DOCUMENT TEXT:
The interplay between plants and animal life is one of the mainstays of biodynamic farming, which is generally not found in other types of farming. Animals support plants with their manure. Plants provide animals with food, also creating a favorable environment for their reproductive cycle.
Animals on a biodynamic farm are never fed animal-based products or processed foods and the husbandry method of choice is always free range.
On a biodynamic farm, fertility is achieved without the use of chemical fertilizers or other non-natural methods. Composting, cover cropping, and crop rotation are regularly implemented to regenerate the soils.
Rather than killing living beings with pesticides as a remedy to diseases, biodynamic farming tries to prevent their formation by creating a habitat in which pests and diseases cannot thrive. This is achieved essentially by promoting biodiversity, thereby reestablishing the natural balance of the environment.
Biodynamics is a radical concept where farming is much more than the production of crops or livestock. Farming is a way of being in this world and therefore every action should be regenerative and not destructive as well as integrated within the community.

ASSIGNED TASK: Reproduce everything in the passage on biodynamic farming from "On a biodynamic farm, fertility" down to "within the community.", word for word.

Records from a collection
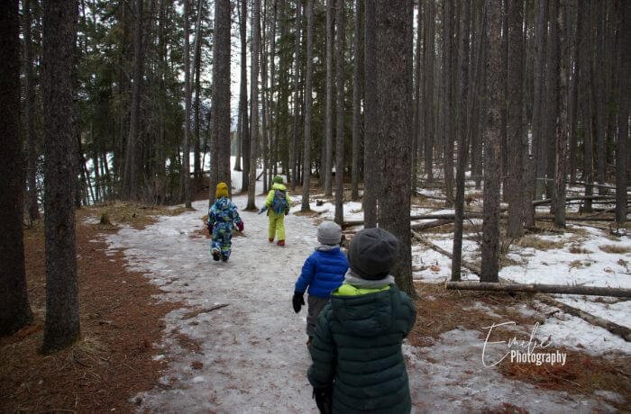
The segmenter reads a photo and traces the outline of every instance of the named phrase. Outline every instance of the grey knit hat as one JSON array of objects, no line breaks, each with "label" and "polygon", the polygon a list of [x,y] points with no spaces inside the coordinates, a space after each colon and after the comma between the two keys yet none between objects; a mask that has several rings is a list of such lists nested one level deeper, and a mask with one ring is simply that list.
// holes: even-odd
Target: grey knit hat
[{"label": "grey knit hat", "polygon": [[342,240],[342,229],[333,221],[323,221],[317,226],[317,241],[323,245],[338,245]]},{"label": "grey knit hat", "polygon": [[398,240],[391,233],[379,229],[359,231],[348,250],[351,269],[356,276],[367,280],[386,277],[398,254]]}]

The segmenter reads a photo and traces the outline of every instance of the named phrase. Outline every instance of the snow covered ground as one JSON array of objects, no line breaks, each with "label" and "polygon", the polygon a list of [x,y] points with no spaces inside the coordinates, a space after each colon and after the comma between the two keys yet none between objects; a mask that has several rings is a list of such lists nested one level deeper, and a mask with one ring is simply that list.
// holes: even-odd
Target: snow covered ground
[{"label": "snow covered ground", "polygon": [[[239,178],[233,180],[233,187],[240,187]],[[257,198],[257,206],[262,205],[262,200]],[[286,220],[288,245],[279,248],[267,241],[266,216],[242,212],[245,196],[233,201],[245,231],[233,238],[233,255],[227,263],[212,261],[209,240],[197,232],[204,228],[205,201],[194,202],[193,212],[160,217],[142,230],[123,228],[107,236],[110,248],[125,249],[132,269],[145,273],[160,286],[160,299],[182,303],[167,315],[164,340],[155,344],[164,372],[160,386],[139,396],[141,410],[317,412],[306,377],[310,364],[305,346],[306,311],[295,314],[290,302],[304,259],[316,244],[316,226],[309,218],[290,214]],[[332,217],[333,206],[322,207],[330,208],[331,216],[325,217]],[[348,203],[346,208],[351,217],[361,212],[355,212],[361,209],[359,203]],[[451,249],[449,235],[435,236],[434,242]],[[467,254],[474,248],[473,242],[464,244]],[[427,268],[417,273],[417,278],[439,281],[448,274],[448,259],[415,247],[415,265],[420,264],[435,264],[438,270]],[[533,264],[527,274],[531,268],[537,272],[539,267]],[[514,280],[524,274],[517,270],[504,273],[503,277],[517,274]],[[221,305],[227,306],[215,309]],[[577,336],[592,328],[560,320],[544,327],[549,327],[553,336],[564,332],[563,339],[572,332]],[[605,333],[608,334],[598,331],[593,337]],[[198,347],[182,347],[181,336],[197,342]],[[624,344],[607,338],[613,348],[623,347]],[[404,345],[414,412],[500,410],[506,401],[531,412],[613,410],[599,400],[543,391],[484,368],[482,345],[479,332],[464,329],[445,332],[432,346]]]}]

RESPONSE AREA:
On a biodynamic farm, fertility is achieved without the use of chemical fertilizers or other non-natural methods. Composting, cover cropping, and crop rotation are regularly implemented to regenerate the soils.
Rather than killing living beings with pesticides as a remedy to diseases, biodynamic farming tries to prevent their formation by creating a habitat in which pests and diseases cannot thrive. This is achieved essentially by promoting biodiversity, thereby reestablishing the natural balance of the environment.
Biodynamics is a radical concept where farming is much more than the production of crops or livestock. Farming is a way of being in this world and therefore every action should be regenerative and not destructive as well as integrated within the community.